DIRECTIONS: Pull each line holding the word "microphone" from the data.

Saved entries:
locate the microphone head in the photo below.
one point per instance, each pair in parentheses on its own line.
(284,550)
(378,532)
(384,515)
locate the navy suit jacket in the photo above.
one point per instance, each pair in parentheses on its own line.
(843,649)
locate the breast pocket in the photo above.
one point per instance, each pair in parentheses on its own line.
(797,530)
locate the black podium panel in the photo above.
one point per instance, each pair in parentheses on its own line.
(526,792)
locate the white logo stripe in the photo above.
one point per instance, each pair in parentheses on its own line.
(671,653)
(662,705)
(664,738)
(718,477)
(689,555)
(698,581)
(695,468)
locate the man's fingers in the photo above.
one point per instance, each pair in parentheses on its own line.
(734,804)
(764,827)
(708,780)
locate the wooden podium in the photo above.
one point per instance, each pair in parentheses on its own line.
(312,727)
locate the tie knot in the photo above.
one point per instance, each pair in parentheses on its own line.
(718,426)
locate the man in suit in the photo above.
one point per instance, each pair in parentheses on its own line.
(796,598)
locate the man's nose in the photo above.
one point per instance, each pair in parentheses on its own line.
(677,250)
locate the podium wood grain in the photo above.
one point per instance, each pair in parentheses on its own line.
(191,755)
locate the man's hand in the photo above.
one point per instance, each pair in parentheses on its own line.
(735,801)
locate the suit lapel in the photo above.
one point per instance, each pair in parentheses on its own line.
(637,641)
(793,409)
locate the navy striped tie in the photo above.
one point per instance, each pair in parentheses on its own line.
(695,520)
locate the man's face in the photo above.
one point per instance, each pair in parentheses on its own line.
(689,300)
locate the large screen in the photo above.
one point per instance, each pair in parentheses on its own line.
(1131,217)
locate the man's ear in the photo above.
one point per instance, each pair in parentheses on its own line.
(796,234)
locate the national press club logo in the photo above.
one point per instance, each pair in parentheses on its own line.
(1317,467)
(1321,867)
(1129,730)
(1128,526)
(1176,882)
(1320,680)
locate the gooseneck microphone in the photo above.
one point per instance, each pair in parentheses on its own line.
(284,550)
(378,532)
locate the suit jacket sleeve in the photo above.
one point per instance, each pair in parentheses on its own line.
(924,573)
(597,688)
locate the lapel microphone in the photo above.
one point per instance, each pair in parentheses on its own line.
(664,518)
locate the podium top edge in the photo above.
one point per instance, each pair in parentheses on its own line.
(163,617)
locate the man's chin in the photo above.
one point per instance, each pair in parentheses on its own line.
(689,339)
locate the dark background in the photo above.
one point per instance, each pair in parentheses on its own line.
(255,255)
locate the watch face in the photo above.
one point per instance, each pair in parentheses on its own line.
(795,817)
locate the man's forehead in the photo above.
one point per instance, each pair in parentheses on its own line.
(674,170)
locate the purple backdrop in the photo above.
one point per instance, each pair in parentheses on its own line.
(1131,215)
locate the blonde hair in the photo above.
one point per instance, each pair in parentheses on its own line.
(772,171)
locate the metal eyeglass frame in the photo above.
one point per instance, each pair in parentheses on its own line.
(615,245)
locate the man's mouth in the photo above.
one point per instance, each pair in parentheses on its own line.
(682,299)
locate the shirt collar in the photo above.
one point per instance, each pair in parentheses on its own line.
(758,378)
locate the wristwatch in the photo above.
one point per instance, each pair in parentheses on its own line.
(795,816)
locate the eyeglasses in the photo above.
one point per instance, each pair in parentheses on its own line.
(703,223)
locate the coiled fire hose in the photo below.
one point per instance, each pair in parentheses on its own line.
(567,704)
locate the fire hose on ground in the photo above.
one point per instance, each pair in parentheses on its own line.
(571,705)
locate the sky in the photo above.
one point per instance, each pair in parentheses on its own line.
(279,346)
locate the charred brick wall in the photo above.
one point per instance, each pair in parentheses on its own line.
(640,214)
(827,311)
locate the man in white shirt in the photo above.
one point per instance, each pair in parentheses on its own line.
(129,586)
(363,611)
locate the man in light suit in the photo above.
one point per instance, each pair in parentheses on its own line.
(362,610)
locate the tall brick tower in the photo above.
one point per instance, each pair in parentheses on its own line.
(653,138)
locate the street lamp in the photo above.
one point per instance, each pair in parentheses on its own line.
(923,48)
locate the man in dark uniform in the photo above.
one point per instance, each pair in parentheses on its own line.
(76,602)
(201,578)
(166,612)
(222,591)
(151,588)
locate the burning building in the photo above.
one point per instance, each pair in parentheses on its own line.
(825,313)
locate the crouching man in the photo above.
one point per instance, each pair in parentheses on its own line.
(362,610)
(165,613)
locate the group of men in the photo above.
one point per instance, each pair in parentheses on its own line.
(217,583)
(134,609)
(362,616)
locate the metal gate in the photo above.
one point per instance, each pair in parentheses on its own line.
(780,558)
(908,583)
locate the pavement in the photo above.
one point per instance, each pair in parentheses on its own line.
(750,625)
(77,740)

WORKED SOLUTION:
locate the microphone head in the photo below.
locate the gooseneck microphone in the photo above.
locate the lapel microphone in the photo above.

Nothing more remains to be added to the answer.